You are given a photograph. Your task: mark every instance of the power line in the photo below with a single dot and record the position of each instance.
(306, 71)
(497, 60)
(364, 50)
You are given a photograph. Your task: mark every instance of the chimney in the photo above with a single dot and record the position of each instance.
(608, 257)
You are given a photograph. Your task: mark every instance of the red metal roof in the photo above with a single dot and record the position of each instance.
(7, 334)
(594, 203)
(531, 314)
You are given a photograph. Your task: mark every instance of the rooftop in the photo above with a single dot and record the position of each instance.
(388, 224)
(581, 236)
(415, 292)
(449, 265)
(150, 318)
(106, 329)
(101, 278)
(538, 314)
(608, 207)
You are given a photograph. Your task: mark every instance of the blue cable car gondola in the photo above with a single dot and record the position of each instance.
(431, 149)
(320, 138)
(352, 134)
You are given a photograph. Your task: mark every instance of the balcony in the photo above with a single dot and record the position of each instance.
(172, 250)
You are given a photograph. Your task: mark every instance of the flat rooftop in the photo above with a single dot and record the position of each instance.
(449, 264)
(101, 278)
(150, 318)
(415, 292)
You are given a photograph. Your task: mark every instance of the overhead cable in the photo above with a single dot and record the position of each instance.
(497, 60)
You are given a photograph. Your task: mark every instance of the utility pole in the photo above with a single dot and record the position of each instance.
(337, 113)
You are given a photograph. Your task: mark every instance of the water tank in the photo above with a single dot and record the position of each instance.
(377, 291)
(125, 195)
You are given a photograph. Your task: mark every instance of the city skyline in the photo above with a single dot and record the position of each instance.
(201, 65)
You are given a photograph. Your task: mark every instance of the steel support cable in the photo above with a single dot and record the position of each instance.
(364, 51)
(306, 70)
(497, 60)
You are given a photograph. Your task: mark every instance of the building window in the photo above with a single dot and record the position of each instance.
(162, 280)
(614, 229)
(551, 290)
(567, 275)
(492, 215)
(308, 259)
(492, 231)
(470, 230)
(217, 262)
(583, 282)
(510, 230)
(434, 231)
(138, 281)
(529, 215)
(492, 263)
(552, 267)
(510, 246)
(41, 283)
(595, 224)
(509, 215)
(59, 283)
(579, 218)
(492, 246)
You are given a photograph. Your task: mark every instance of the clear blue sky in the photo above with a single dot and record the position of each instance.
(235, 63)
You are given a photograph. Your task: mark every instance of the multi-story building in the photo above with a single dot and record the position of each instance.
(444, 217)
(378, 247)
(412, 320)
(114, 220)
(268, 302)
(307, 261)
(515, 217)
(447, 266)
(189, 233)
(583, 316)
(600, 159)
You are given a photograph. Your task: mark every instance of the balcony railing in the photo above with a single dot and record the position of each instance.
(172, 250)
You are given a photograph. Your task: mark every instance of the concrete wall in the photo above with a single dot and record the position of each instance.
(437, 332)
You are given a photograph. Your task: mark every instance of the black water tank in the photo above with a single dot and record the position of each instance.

++++++

- _OBJECTIVE_:
Rewrite everything from the line containing "of the building" down to the final line above, requests included. Multiply every coordinate in the answers by 1.55 and round it to the nearest whole number, with halves rounded up.

- _WRITTEN ANSWER_:
You are given a photograph. Your task: mark every instance of the building window in the photo above with a single dot and record the position of each instance.
(251, 434)
(952, 355)
(854, 450)
(879, 426)
(763, 333)
(477, 401)
(763, 358)
(729, 357)
(336, 406)
(904, 437)
(791, 357)
(673, 358)
(214, 436)
(820, 333)
(763, 408)
(856, 414)
(791, 381)
(64, 439)
(922, 347)
(789, 333)
(91, 439)
(897, 338)
(763, 381)
You are given a photograph. Your task: mark every instance of the clear blue sky in the photo above with a single dot and record the position of each instance.
(364, 98)
You are given a photograph. Your task: mark every instance of the multi-story building in the photo above with a single dot and record the position of each instance.
(688, 336)
(586, 383)
(639, 496)
(177, 341)
(415, 468)
(476, 405)
(798, 336)
(693, 412)
(293, 361)
(904, 490)
(930, 246)
You are given a photograph. Your task: mark every instance of the balcony railing in the photo above with a single dot and record the position of each instance.
(267, 388)
You are given a photograph. Your task: mark every instance of the concrete wall in the photo above with a single dot and record the position of each instance.
(677, 515)
You are given a photograph. Your task: mark every instance of the black water tank in the photo above with a single dot and record the position of each instance.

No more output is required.